+++ Passage to read +++
Draw More With Flashback
Flashback is a great way to give yourself more cards. Normally, a spell that tells you to draw cards is one-and-done, but cards like Deep Analysis and Think Twice can give you a two-time well to draw from when your hand runs dry.
If it’s draw and discard you want, Faithless Looting and Desperate Ravings have already been mentioned, but Faithful Mending deserves its mention for adding some life gain to the mix. Ignite the Future also deserves mentioning as it provides an even more powerful effect if the flashback cost is paid, as does Increasing Ambition.
Two-For-Ones (Or More)
Using one card to kill another is fine, but using one card to kill two cards is far more efficient. Cards like Ancient Grudge, Wreck and Rebuild, Ray of Revelation, and Chainer’s Edict are great for taking out two cards for the price of one.
Divine Reckoning can potentially hit even more cards, albeit at the expense of some of your own.
Recycle, Reuse, Reanimate
Reanimation is a common strategy to pair with flashback cards. Can’t Stay Away, Unburial Rites, Dread Return, Visions of Dread, Wake to Slaughter, and Sevinne’s Reclamation can bring other cards out of your graveyard if they happen to find themselves in it.
+++ Records +++
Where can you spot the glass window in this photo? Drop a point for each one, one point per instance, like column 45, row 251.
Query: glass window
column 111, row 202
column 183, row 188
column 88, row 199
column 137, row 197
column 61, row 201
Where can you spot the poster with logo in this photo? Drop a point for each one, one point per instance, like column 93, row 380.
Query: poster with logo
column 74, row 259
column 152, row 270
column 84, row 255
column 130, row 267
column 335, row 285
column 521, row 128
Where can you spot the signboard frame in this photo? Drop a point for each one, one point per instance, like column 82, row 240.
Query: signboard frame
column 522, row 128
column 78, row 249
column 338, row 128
+++
+++ Records +++
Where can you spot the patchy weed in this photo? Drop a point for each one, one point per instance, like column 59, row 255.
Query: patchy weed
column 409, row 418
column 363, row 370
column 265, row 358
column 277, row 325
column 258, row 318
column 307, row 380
+++
### Exercise instructions
A. Copy the text on flashback cards word for word, from "If it’s draw" up to and including "Two-For-Ones (Or More)".
B. Write the next part of the text on flashback cards, picking up after its final sentence.

### Answers per task
A.
If it’s draw and discard you want, Faithless Looting and Desperate Ravings have already been mentioned, but Faithful Mending deserves its mention for adding some life gain to the mix. Ignite the Future also deserves mentioning as it provides an even more powerful effect if the flashback cost is paid, as does Increasing Ambition.
Two-For-Ones (Or More)

B.
Make More Creatures
Why make one creature when you can make two? Wurmquake, Visions of Glory, Roar of the Wurm, Increasing Devotion, and Chatter of the Squirrel produce more creature tokens than what a typical spell provides.
Other Flashback Cards
There are lots of flashback cards that don’t fit into a specific paradigm. Galvanic Iteration and Increasing Vengeance both copy spells or effects to further boost your efficiency. Prismatic Strands and Moment’s Peace can stop many strategies in their tracks. Seize the Day puts you on the offensive, and Cabal Therapy is well-known for providing a sacrifice outlet on top of discard.
Cards That Grant Flashback
Don’t have any cards with flashback? No problem. Check out Snapcaster Mage, Lier, Disciple of the Drowned, Katilda and Lier, Dralnu, Lich Lord, The Fugitive Doctor, and Return to the Past can all grant instants and sorceries in your graveyard flashback.